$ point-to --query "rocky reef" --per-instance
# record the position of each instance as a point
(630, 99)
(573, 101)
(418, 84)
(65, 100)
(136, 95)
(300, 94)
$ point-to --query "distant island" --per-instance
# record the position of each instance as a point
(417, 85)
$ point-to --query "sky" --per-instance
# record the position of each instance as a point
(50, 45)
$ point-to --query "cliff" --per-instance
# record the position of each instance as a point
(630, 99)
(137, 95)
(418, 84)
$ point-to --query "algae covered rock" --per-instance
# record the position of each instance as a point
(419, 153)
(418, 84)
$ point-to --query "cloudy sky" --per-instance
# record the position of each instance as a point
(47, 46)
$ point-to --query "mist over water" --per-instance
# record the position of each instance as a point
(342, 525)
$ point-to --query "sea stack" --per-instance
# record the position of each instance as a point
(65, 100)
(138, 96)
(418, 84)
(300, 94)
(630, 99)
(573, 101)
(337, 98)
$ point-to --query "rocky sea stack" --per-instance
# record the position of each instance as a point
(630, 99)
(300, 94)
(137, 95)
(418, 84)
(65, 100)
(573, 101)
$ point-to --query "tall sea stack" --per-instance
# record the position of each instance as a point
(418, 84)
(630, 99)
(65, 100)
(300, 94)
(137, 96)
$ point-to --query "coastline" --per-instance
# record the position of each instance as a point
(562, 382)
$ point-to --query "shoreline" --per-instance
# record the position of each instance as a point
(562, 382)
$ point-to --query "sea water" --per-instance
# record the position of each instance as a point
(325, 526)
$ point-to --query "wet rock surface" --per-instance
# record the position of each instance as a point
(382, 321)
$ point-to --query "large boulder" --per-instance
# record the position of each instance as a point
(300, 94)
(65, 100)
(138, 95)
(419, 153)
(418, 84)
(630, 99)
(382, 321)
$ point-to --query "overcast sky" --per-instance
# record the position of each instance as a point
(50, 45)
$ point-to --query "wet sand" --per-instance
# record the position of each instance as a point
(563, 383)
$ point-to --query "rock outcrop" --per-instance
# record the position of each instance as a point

- **Work required**
Whenever a line of the data holds the string "water", pick that line out.

- **Worked solution**
$ point-to --query "mist over water" --per-instance
$ point-to --query "sea water" --per-instance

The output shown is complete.